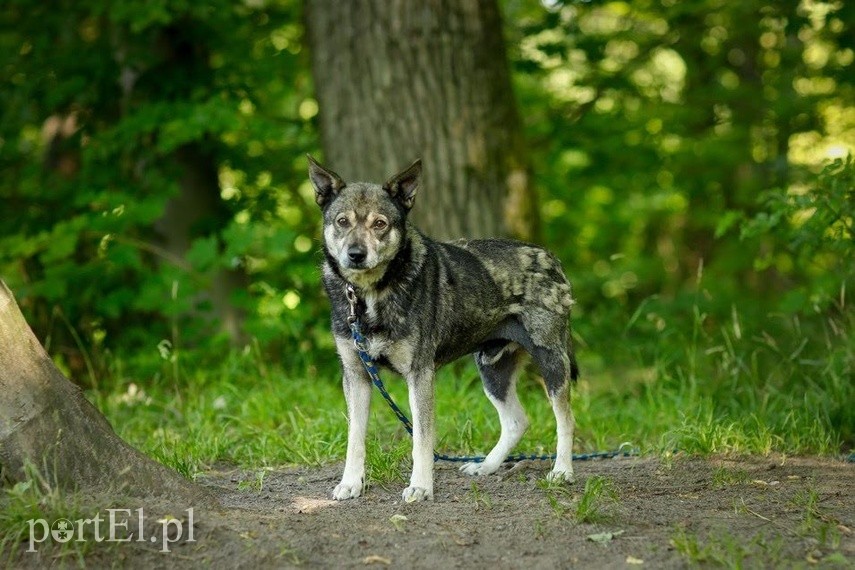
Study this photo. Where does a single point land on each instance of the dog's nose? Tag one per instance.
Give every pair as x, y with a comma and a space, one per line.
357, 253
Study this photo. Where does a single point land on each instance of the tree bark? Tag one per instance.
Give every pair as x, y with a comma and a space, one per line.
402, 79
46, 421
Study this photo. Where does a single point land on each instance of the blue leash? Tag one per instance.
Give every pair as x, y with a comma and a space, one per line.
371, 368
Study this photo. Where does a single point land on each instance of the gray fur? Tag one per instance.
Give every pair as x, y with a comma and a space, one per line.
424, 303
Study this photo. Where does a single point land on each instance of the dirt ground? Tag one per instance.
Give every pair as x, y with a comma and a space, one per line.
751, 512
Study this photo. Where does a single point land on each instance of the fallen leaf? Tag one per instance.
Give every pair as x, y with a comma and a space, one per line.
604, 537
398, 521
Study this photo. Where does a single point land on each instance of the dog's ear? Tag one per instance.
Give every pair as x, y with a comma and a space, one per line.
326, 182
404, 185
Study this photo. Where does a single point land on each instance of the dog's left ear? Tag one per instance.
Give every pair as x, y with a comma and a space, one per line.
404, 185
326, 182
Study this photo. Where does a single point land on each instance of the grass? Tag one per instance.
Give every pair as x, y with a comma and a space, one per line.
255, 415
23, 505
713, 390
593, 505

---

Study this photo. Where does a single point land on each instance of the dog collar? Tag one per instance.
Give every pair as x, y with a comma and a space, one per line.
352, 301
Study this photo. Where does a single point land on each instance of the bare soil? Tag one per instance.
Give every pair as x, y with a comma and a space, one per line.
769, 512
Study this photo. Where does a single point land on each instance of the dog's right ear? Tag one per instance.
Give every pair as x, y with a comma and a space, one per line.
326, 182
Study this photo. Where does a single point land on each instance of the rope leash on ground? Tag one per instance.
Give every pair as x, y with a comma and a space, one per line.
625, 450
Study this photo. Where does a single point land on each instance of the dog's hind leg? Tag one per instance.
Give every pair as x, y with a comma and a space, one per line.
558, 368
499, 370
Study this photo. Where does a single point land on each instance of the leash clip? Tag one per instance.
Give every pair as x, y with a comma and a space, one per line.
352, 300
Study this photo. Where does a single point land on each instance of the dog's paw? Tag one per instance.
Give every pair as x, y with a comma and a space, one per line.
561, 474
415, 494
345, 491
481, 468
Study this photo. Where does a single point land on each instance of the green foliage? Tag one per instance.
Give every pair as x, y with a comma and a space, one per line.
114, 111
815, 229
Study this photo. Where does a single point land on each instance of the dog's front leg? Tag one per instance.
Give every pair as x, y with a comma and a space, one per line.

Task directions: Please state how many lines of the entries above include the string "ground", giving the number and nothing more.

Output for this task: 2